Extract to read |
◆ ◆ ◆ ◆ ◆
Earlier this month, in Domen v. Vimeo, Inc.,1 a panel of the U.S. Court of Appeals for the Second Circuit held that a relatively unused subpart of Section 230 of the Communications Decency Act (CDA)—namely, 47 U.S.C. § 230(c)(2)(A)—immunized an online platform (Vimeo) from a lawsuit brought by users who complained that the platform had wrongfully deleted their content and banned them from using the platform. The result of this ruling—termination at the motion-to-dismiss stage of a lawsuit against an online platform based on its decisions, actions or inactions relating to the moderation of third-party content—is fully in line with rulings from legions of courts across the country that have applied Section 230 as a source of very broad immunities for online platforms.2 But the ruling is groundbreaking in one respect: It is the first reported case in nearly 20 years in which an appellate court has held that § 230(c)(2)(A)—which prohibits holding online platforms liable for “any action voluntarily taken in good faith” to block or remove material that the platform “considers to be . . . objectionable”—can and should operate to bar such claims at the threshold pleading stage.3 The ruling is also consistent with statutory and policy arguments advanced in an amicus brief by the Internet Association, which was represented in this case by WilmerHale.
Vimeo operates a website that allows users to upload, view, share and comment on videos. In 2016, James Domen and Church United created a Vimeo account and uploaded videos promoting sexual orientation change efforts (SOCE). Vimeo notified them that this content violated Vimeo’s terms of service and instructed them to remove it. When Domen and Church United failed to do so, Vimeo deleted the content and banned their account. Domen and Church United then sued Vimeo in federal court, alleging that Vimeo’s actions constituted religious discrimination in violation of New York and California law, as well as the U.S. and California constitutions. In 2020, the U.S. District Court for the Southern District of New York granted Vimeo’s motion to dismiss, ruling that Appellants’ claims were independently preempted by distinct provisions of the CDA: § 230(c)(1), which grants immunity to online providers who did not “create” or “develop” the content at issue and are treated in litigation as the “publisher” of that content; and § 230(c)(2)(A), which is quoted above.
◆ ◆ ◆ ◆ ◆
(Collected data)
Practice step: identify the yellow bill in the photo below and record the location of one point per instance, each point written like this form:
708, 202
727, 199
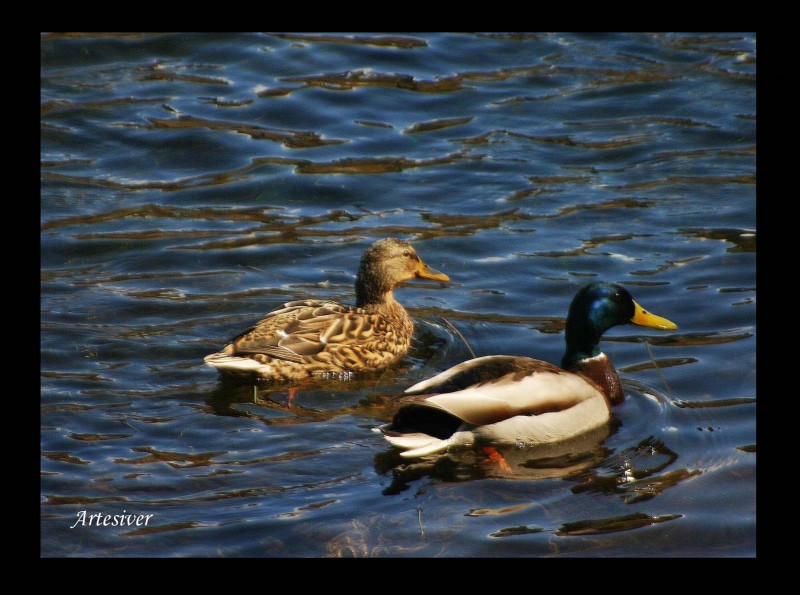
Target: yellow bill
644, 318
426, 272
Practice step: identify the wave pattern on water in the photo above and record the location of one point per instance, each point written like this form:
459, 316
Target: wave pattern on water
190, 183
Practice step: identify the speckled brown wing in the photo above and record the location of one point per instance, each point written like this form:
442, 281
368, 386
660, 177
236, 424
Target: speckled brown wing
326, 334
291, 332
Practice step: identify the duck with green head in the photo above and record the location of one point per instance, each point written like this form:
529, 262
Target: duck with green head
505, 399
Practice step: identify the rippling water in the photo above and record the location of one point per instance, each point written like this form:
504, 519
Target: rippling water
191, 183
◆ ◆ ◆ ◆ ◆
Set problem 1 |
Translate this sentence from the Domen v. Vimeo text into Spanish: "Vimeo operates a website that allows users to upload, view, share and comment on videos."
Set problem 2 |
Proceed with the Domen v. Vimeo text, picking up after its final sentence.

Task response 1 |
Vimeo opera un sitio web que permite a los usuarios subir, ver, compartir y comentar videos.

Task response 2 |
On appeal, Domen and Church United argued that § 230(c)(1) does not protect against claims challenging a platform’s decision to remove content or users from its website—an argument that nearly all courts to reach that question have rejected.4 As for § 230(c)(2)(A), they argued that provision did not apply because their videos were not “objectionable” and because Vimeo failed to show that it acted in “good faith,” which Appellants claimed is a factual question that cannot be resolved at the pleadings stage. Additionally, Domen and Church United argued that Vimeo could not be deemed to have acted in good faith because it supposedly had failed to remove similar videos posted by other third parties and had banned their account instead of simply deleting the particular videos that Vimeo had identified as violating its rules.
The Second Circuit affirmed the district court’s dismissal, holding that all of Appellants’ claims are barred by § 230(c)(2)(A) and declining to reach the question of whether § 230(c)(1) also barred the claims. The decision is notable in several significant respects.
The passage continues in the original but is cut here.